→ Assigned task
Nothing but the lines from the start of the data through the line with "negative clicks: (800, 575) (701, 584)" should appear in the answer, each retyped exactly, and pictures should not.

[Dataset entries]
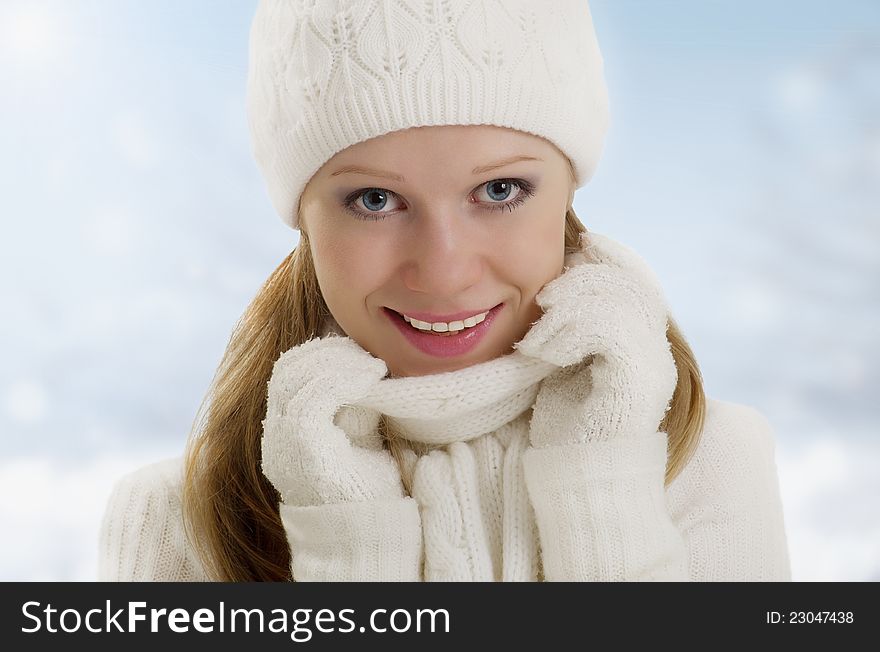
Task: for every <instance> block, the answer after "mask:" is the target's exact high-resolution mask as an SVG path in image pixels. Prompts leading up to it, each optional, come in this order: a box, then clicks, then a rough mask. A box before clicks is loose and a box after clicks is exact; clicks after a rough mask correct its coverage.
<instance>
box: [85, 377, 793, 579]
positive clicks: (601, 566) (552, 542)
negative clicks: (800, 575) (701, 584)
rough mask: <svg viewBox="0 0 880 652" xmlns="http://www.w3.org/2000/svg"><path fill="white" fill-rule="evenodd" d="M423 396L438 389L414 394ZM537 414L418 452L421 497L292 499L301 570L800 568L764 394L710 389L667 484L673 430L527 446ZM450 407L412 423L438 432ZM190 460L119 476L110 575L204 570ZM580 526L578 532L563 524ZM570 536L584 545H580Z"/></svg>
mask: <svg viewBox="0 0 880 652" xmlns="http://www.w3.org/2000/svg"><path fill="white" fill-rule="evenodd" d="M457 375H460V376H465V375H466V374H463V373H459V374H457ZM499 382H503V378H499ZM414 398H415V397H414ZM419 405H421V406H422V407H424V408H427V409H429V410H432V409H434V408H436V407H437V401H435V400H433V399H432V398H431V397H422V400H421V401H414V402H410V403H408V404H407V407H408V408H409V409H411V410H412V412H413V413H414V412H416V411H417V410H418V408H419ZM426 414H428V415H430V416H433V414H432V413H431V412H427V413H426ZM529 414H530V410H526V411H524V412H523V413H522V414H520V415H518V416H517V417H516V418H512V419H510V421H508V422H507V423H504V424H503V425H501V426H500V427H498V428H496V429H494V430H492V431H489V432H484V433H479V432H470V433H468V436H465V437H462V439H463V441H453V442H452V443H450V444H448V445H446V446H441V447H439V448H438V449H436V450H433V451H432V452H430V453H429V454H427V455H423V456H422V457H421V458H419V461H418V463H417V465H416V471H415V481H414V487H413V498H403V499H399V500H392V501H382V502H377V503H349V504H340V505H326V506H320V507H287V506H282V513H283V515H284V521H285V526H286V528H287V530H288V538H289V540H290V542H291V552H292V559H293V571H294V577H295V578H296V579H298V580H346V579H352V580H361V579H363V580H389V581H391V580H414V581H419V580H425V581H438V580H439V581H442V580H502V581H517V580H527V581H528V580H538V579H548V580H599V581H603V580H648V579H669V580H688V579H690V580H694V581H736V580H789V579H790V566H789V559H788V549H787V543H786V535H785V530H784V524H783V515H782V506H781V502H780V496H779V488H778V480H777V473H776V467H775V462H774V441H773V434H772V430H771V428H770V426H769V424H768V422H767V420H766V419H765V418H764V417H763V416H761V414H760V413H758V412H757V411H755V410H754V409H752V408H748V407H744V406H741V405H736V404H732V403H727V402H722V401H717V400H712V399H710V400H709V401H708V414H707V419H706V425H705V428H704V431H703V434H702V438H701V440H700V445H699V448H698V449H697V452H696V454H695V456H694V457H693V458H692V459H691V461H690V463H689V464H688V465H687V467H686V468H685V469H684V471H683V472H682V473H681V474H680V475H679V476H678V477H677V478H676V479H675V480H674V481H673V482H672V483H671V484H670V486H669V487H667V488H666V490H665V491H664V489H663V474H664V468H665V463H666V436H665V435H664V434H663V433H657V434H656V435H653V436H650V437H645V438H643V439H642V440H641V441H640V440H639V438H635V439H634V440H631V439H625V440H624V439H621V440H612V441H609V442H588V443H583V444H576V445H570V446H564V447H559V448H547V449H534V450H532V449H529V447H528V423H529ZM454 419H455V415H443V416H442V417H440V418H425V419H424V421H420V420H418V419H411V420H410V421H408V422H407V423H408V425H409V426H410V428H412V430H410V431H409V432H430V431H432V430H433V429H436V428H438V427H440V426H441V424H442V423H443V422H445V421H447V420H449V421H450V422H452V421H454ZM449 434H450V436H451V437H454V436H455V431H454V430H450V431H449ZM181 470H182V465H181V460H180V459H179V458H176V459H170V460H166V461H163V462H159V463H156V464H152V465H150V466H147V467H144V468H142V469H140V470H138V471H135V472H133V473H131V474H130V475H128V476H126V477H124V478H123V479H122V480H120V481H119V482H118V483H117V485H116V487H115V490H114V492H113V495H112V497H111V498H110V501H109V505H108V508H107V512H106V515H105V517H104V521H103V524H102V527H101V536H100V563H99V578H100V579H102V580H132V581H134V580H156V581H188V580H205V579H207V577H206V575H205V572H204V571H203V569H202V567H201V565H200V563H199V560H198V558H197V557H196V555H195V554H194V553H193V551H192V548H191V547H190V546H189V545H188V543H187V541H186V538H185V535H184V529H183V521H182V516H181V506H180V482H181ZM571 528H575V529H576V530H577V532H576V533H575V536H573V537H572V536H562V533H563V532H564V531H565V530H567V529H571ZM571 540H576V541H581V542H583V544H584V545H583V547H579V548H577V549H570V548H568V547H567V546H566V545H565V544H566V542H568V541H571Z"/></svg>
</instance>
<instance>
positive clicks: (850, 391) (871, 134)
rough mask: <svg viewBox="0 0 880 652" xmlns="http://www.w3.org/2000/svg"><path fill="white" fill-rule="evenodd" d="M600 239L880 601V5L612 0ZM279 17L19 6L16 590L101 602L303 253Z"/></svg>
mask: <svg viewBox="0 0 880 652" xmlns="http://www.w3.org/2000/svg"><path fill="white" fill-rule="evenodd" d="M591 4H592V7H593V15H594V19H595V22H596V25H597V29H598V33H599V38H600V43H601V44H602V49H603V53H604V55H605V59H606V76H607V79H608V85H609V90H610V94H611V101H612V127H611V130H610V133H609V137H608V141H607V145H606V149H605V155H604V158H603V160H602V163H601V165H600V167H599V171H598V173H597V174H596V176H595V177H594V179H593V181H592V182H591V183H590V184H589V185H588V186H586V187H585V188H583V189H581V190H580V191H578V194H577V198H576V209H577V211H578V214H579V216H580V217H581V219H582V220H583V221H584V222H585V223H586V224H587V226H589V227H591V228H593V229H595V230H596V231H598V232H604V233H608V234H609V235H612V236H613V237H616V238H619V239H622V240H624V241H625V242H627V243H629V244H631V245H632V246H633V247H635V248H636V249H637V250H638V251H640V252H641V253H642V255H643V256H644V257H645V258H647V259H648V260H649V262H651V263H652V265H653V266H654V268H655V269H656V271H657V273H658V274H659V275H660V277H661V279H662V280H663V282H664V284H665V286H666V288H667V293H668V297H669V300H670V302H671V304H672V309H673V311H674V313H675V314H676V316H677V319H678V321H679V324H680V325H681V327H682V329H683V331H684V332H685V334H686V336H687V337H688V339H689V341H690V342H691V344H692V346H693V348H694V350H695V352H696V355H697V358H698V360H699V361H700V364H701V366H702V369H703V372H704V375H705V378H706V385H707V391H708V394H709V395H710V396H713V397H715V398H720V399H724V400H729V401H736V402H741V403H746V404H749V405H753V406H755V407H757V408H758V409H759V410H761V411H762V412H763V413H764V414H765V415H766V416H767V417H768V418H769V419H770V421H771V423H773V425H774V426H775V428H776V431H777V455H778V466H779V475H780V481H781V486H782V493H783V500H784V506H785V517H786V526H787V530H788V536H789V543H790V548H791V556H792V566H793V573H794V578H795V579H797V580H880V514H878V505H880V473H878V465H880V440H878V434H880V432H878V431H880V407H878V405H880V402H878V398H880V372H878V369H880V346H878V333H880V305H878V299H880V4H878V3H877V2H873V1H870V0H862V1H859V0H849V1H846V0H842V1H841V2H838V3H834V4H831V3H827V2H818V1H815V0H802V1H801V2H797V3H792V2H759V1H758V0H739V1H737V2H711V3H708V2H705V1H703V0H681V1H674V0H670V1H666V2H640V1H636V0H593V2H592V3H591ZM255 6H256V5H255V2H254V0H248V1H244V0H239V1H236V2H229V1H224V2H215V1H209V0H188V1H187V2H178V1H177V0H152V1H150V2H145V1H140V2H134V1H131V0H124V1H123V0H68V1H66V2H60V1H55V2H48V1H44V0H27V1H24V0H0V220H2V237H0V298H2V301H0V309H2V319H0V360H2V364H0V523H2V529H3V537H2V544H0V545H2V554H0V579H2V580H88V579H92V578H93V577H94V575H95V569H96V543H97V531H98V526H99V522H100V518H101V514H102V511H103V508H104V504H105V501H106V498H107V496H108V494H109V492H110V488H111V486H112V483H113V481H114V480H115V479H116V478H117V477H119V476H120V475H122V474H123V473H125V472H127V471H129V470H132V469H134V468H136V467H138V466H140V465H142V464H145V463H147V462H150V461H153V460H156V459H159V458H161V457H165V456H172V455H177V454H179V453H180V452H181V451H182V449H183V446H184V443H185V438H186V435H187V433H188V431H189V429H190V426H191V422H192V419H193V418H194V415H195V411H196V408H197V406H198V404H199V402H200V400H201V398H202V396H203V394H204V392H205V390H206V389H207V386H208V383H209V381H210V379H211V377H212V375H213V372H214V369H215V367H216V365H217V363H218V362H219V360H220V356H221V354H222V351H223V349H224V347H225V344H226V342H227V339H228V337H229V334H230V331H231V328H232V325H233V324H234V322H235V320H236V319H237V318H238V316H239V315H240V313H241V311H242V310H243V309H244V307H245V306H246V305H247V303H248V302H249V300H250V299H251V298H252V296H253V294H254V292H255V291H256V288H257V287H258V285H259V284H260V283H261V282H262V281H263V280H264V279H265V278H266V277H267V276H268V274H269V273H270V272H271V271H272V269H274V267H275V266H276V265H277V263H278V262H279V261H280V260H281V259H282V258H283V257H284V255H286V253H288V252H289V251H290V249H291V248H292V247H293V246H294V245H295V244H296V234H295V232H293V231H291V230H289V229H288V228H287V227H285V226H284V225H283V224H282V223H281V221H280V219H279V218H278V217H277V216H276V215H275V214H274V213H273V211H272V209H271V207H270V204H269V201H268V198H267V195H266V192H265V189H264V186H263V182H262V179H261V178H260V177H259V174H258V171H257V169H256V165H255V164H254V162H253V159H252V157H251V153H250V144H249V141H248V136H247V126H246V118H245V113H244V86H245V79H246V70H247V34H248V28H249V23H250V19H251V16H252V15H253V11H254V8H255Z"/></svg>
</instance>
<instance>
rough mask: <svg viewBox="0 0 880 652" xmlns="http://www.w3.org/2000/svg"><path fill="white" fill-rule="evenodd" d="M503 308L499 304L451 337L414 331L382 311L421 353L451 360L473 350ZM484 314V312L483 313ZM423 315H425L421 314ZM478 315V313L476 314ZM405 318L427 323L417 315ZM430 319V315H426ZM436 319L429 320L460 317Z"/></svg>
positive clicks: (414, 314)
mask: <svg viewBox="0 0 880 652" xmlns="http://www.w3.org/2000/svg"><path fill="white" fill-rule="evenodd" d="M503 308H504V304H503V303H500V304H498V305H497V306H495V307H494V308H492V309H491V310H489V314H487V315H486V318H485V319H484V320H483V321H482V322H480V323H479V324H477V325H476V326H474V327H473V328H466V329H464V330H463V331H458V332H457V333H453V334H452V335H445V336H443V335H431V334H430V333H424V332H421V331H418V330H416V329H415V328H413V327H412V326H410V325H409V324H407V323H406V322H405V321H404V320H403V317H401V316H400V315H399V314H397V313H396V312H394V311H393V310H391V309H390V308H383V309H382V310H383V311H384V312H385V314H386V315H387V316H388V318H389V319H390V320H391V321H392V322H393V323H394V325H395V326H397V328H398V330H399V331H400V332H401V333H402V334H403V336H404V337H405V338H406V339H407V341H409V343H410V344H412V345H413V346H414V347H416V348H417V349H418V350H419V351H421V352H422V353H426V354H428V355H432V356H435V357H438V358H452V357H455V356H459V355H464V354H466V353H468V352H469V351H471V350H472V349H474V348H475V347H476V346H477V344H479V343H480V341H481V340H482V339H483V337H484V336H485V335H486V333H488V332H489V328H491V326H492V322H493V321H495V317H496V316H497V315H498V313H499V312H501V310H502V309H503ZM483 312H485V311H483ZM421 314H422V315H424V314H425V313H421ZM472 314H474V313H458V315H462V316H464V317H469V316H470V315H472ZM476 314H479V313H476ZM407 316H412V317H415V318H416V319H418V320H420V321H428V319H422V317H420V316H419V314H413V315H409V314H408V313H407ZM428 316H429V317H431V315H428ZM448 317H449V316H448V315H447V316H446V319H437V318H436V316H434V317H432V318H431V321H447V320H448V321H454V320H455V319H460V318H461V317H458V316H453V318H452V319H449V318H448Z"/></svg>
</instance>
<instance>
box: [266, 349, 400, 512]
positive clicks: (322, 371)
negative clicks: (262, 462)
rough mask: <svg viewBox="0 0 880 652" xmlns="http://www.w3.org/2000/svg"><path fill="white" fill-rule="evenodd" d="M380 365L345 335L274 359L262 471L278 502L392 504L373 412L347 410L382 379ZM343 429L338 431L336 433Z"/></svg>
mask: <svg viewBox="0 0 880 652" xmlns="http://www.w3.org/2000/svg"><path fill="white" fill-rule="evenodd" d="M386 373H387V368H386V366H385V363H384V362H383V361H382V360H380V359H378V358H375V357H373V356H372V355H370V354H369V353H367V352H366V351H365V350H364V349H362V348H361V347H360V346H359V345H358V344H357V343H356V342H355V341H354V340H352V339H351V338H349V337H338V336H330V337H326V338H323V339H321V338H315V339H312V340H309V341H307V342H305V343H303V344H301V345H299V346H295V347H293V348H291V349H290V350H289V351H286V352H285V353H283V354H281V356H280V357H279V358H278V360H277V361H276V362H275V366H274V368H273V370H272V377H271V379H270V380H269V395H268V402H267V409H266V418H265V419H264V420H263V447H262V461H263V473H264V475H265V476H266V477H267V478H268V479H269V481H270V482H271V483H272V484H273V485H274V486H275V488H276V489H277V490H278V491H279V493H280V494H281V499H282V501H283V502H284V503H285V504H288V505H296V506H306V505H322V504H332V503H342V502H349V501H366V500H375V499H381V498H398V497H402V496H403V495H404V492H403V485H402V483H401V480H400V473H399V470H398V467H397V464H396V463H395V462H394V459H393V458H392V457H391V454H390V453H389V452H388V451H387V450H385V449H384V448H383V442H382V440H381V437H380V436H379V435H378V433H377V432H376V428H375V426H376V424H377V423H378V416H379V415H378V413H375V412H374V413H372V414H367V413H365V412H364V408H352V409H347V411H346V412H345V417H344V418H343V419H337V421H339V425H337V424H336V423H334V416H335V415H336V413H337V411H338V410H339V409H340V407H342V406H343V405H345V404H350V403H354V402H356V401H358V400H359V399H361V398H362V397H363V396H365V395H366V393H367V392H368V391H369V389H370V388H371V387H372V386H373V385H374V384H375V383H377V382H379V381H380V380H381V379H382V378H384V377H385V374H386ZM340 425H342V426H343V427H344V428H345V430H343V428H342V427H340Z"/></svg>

→ Exercise answer
Task: for every <instance> block, the answer after "mask:" is the target's exact high-resolution mask as an SVG path in image pixels. Prompts leading up to it, each optional, come in this order: a box, then clicks, then a rough mask. A box before clicks is loose and a box after clicks is exact; clicks after a rough mask correct its coverage.
<instance>
box: [85, 377, 793, 579]
positive clicks: (601, 566) (552, 542)
negative clicks: (800, 575) (701, 584)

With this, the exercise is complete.